### EXERCISE TASK
Copy each of the lines below word for word, omitting the pictures.

### INFORMATION GIVEN
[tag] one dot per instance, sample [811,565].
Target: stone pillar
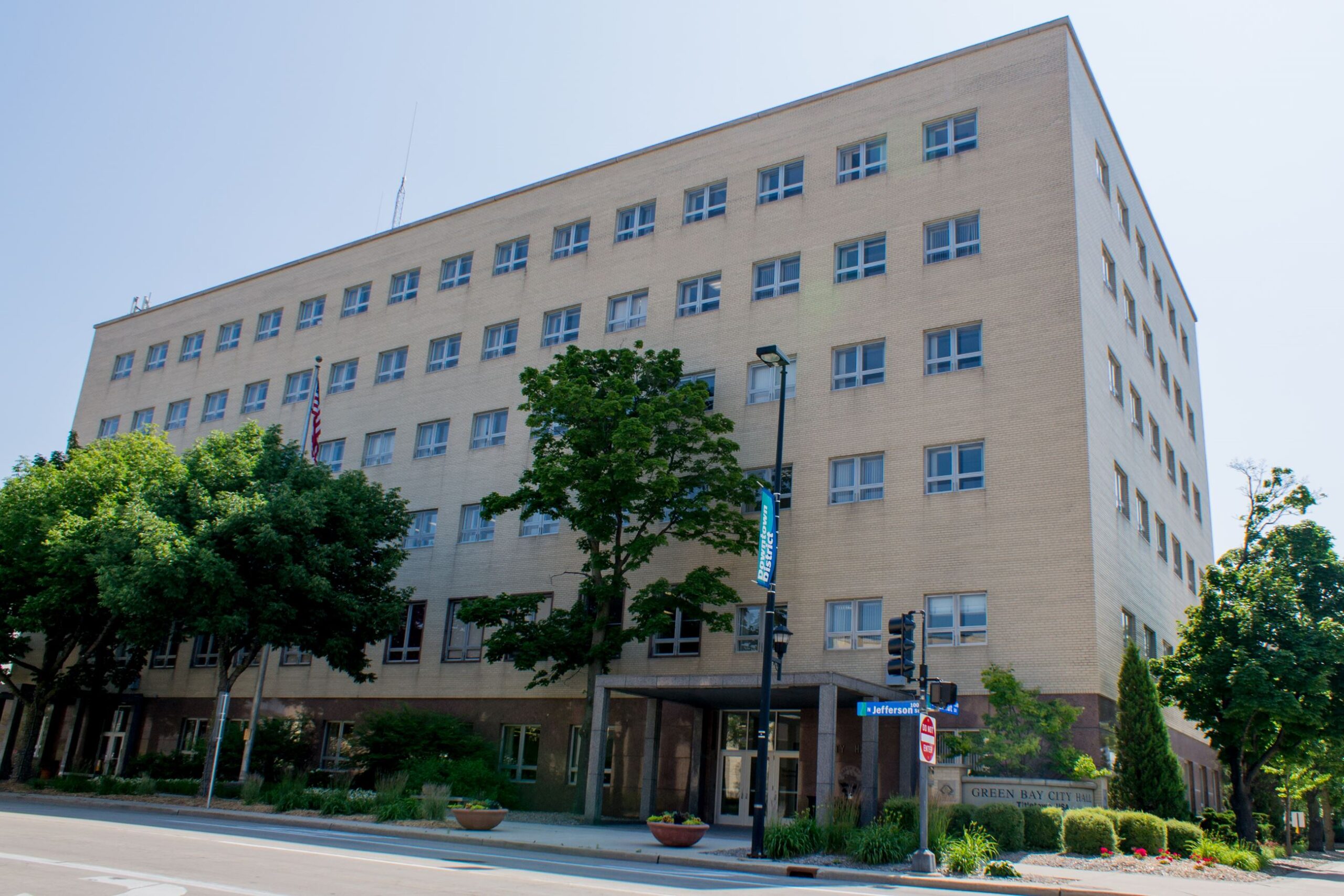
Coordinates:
[826,751]
[869,769]
[597,757]
[649,770]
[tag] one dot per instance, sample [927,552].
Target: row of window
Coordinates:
[1168,546]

### THE REPLY
[tag] one dot per instance, sample [811,565].
Target: stone pillar
Coordinates:
[826,751]
[869,769]
[597,757]
[649,770]
[tag] one dot per instance, sample [927,552].
Target: row of window
Coordinates:
[1168,546]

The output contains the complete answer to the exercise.